Records contained in a dataset
########
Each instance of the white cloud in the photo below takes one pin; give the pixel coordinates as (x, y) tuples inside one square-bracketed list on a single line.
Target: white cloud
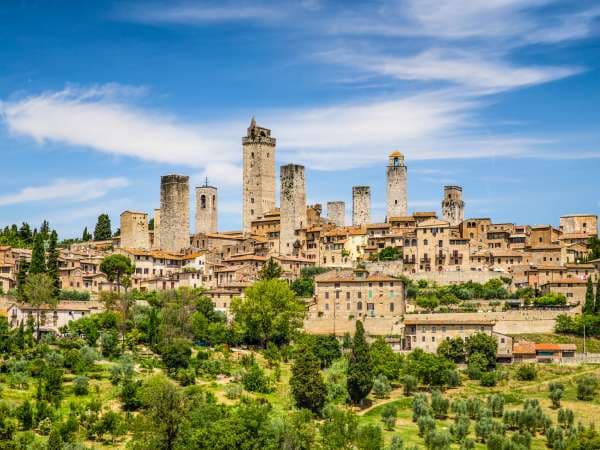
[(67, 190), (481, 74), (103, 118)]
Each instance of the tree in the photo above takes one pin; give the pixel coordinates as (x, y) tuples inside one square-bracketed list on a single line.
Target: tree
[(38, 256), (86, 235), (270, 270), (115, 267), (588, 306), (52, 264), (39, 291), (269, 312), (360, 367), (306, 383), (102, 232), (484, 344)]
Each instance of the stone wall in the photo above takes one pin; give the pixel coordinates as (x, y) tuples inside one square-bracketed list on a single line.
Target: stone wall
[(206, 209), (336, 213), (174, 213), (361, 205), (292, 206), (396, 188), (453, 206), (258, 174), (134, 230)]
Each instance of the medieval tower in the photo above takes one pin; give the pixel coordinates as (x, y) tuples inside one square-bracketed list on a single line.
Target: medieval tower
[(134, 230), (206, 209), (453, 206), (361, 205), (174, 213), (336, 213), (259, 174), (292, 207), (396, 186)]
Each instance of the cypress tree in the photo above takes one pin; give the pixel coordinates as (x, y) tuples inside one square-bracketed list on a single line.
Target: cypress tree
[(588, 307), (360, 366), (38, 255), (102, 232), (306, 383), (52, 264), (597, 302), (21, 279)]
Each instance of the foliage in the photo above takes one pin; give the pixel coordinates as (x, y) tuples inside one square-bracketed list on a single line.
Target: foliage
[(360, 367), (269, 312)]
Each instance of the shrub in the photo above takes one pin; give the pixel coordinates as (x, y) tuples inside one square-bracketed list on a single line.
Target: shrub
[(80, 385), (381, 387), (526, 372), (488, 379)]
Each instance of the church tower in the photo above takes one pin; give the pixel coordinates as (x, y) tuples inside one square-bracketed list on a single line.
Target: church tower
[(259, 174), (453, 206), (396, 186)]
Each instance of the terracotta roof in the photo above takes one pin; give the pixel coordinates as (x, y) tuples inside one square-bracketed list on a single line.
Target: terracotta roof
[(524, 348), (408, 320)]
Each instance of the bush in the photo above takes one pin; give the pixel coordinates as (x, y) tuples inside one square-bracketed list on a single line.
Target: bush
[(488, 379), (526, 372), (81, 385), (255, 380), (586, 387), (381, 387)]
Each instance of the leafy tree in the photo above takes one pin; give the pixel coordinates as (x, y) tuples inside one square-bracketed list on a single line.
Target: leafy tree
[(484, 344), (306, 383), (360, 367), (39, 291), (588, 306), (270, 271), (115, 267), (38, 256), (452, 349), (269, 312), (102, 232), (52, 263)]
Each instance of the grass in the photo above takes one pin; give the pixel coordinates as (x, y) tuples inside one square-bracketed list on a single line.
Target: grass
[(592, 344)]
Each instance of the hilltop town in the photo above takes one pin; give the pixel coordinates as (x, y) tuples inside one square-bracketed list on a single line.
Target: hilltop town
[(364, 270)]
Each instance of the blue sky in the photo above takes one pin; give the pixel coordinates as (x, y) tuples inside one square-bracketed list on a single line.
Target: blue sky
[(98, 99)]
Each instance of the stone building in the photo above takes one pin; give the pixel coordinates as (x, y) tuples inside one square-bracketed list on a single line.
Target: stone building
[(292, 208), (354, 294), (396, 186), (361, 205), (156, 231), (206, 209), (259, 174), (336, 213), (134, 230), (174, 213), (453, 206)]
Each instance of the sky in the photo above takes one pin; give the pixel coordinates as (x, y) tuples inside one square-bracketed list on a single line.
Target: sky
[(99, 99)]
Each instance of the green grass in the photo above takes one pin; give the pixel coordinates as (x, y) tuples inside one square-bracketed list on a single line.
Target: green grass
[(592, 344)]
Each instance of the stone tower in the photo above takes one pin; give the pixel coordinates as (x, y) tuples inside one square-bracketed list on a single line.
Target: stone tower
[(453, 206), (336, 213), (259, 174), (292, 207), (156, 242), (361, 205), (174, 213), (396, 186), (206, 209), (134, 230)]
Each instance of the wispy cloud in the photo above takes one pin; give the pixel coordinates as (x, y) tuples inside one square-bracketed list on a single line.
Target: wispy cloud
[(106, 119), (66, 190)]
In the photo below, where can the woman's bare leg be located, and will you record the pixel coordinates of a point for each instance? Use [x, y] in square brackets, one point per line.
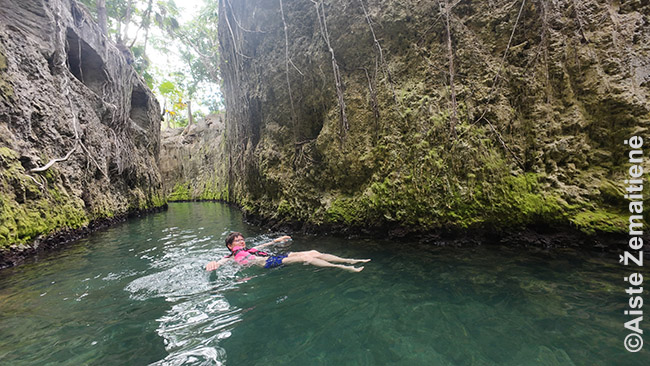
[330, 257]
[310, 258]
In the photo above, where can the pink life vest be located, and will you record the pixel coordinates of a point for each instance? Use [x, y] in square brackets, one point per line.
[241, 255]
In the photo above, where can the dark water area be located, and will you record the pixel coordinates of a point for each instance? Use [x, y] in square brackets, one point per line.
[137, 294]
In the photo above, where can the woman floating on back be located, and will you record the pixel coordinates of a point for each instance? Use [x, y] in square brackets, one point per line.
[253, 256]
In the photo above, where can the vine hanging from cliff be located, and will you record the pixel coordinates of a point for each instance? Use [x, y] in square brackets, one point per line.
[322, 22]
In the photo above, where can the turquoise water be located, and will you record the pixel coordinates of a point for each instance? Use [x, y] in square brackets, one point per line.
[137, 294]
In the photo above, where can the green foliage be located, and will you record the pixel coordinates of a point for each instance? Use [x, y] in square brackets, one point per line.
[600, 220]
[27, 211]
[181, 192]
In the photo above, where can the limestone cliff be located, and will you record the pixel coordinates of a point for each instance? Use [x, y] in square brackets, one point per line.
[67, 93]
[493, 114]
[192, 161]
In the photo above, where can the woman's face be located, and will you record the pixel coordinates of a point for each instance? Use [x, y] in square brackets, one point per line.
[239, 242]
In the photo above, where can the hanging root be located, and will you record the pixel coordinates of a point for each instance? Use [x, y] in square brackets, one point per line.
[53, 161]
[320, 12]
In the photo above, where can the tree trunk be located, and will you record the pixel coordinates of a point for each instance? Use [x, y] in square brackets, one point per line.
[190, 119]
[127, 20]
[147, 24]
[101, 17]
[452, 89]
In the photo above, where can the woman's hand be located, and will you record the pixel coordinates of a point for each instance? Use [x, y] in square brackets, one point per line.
########
Every line above should be output exactly, except for the pictures.

Each instance of the white cloud in the photo below takes one pin; give the pixel coordinates as (x, y) tuples inside one square-bracketed list on a single line.
Target: white cloud
[(67, 190), (481, 74), (103, 118)]
Each instance of the tree in the photo above takes one pin; give the pixel coordinates as (x, y) tuples inside one square-bracketed list on a single line.
Target: tree
[(38, 256), (86, 235), (270, 270), (115, 267), (588, 306), (52, 264), (39, 291), (269, 312), (360, 367), (306, 383), (102, 232), (484, 344)]
Each instance of the stone wall in the photo above takes one pin; give the pixel coordinates as (x, y) tuples inside one square-bracketed list on a single line.
Target: stone wall
[(206, 209), (336, 213), (174, 213), (361, 205), (292, 206), (396, 188), (453, 206), (258, 174), (134, 230)]
Each instance of the medieval tower in the photo above takes one pin; give the pixel coordinates as (x, y) tuples inside one square-bracketed list on a single line.
Target: medieval tower
[(134, 230), (206, 209), (453, 206), (361, 205), (174, 213), (336, 213), (259, 174), (292, 207), (396, 186)]
Each instance of the cypress tree in the photo above takes one pin; give the pixel coordinates as (x, y) tuples inside one square-bracketed list on a single line.
Target: cypress tree
[(588, 307), (360, 366), (38, 255), (102, 232), (306, 383), (52, 264), (597, 302), (21, 279)]
Each instance of the foliage in the photo above takes one pin; give the pixel coordinates as (x, y) tuples inside one square-bracketed list on a single line.
Target: foliage
[(360, 367), (269, 312)]
Each instance of the shrub in the photo above takes one pin; give the pixel coordinates as (x, y) tuples inside one square-bracketed list on a single line.
Target: shrub
[(80, 385), (381, 387), (526, 372), (488, 379)]
Each instance of the church tower in the photo above takes one pin; give the pixel coordinates as (x, y) tuples inside one square-bracketed list on a single line.
Target: church tower
[(259, 174), (453, 206), (396, 186)]
Each instance of the terracotta roof in the photo above takes one pin; give the pixel coordinates as (x, y) tuples inside one square-bracketed list on a single line.
Target: terracotta roof
[(524, 348), (408, 320)]
Each instance of the bush in the photo above takes one pin; give the pixel coordinates as (x, y) tuples inside one square-bracketed list on a single line.
Target: bush
[(488, 379), (526, 372), (81, 385), (255, 380), (586, 387), (381, 387)]
Each instance of the leafy tree in the photo above takes one pin; give the pixel coordinates as (x, y) tuples inside one square-bracketed list on a single line.
Target: leafy tree
[(484, 344), (306, 383), (360, 367), (39, 291), (588, 306), (270, 271), (115, 267), (38, 256), (452, 349), (269, 312), (102, 232), (52, 263)]
Each instance of the grass in the photo above takes one pin; give the pixel coordinates as (x, y) tuples inside one square-bracketed list on a single line.
Target: grass
[(592, 344)]
Each instance of the hilltop town in the photo above takes one pin; give the pixel coordinates as (x, y) tuples inside one square-bracketed list on a single line.
Target: hilltop town
[(364, 270)]
Each instance of the blue sky in the photo above takes one pin; give the pixel coordinates as (x, y) tuples inside one square-bracketed list on a single line.
Target: blue sky
[(98, 99)]
Each instance of the stone building in the photo above takes one pin; give the pixel coordinates as (x, y) tuples inside one square-bracketed list on a single line.
Target: stone building
[(292, 208), (354, 294), (396, 186), (361, 205), (156, 231), (206, 209), (259, 174), (336, 213), (134, 230), (174, 213), (453, 206)]
Each instance of the sky in the photo above takes one pin; give the pixel coordinates as (x, y) tuples inside one square-bracketed list on a single line.
Target: sky
[(99, 99)]
Each instance of the green grass in the photo above takes one pin; give the pixel coordinates as (x, y) tuples inside one square-bracketed list on a single line.
Target: green grass
[(592, 344)]
Each instance of the stone tower in the photo above takes one pin; give the pixel coordinates as (x, y) tuples inside one square-bracketed list on a single line.
Target: stone tower
[(453, 206), (336, 213), (259, 174), (292, 207), (156, 242), (361, 205), (174, 213), (396, 186), (206, 209), (134, 230)]
Each instance of the wispy cloud in the photo above takes one pin; give the pixel coordinates as (x, y) tuples inside one square-bracketed list on a single line.
Target: wispy cloud
[(106, 119), (66, 190)]
In the photo below, where can the woman's bare leg be located, and will you record the pixel coordinates of a point for each instance? Use [x, y] in square brackets, one point per line.
[330, 257]
[310, 258]
In the photo above, where can the pink life vest be located, and will you record the pixel coordinates of a point for each instance? Use [x, y] in square brackets, one point per line.
[241, 255]
In the photo above, where can the dark water area be located, and will you record the pixel coordinates of a point for each instance? Use [x, y] in square brackets, one point per line.
[137, 294]
In the photo above, where can the woman floating on back be located, and will you record the pixel coordinates of a point for each instance? Use [x, y] in square brackets, one point per line.
[253, 256]
In the photo above, where can the vine hanging from cliff be located, and will you record the pixel coordinates of a point for each instance? Use [x, y] in square brackets, one point per line.
[322, 22]
In the photo above, where can the turquoise water be located, and will you record the pixel coordinates of a point for each instance? Use [x, y] in square brackets, one point per line.
[137, 294]
In the photo above, where can the green foliage be located, and will you record the pixel coordinates of a point for each instance? Use [x, y] in square brackets, one point per line.
[600, 220]
[27, 211]
[181, 192]
In the photo above, where can the limestone cliff be located, and will you record the pixel coordinates of a point for each instance? Use [x, y] in square brackets, one point per line.
[67, 93]
[493, 114]
[192, 161]
In the photo above, where can the woman's face be located, and will you record the pixel coordinates of a point for each instance? Use [x, y] in square brackets, one point per line.
[239, 242]
In the photo above, where can the hanging root be located, and will you record the pixel coordinates of a point for each instance? Use [x, y] in square brackets, one point per line.
[53, 161]
[320, 12]
In the photo above, where can the tree trunk be located, and will you record the pixel coordinates of a point for each instance? Use [x, y] in square brackets, one point per line.
[190, 119]
[127, 20]
[147, 24]
[101, 17]
[452, 89]
In the photo above, where can the woman's hand be located, and will you record the pixel coordinates of a point for each instance? Use [x, y] in square brackets, one point per line.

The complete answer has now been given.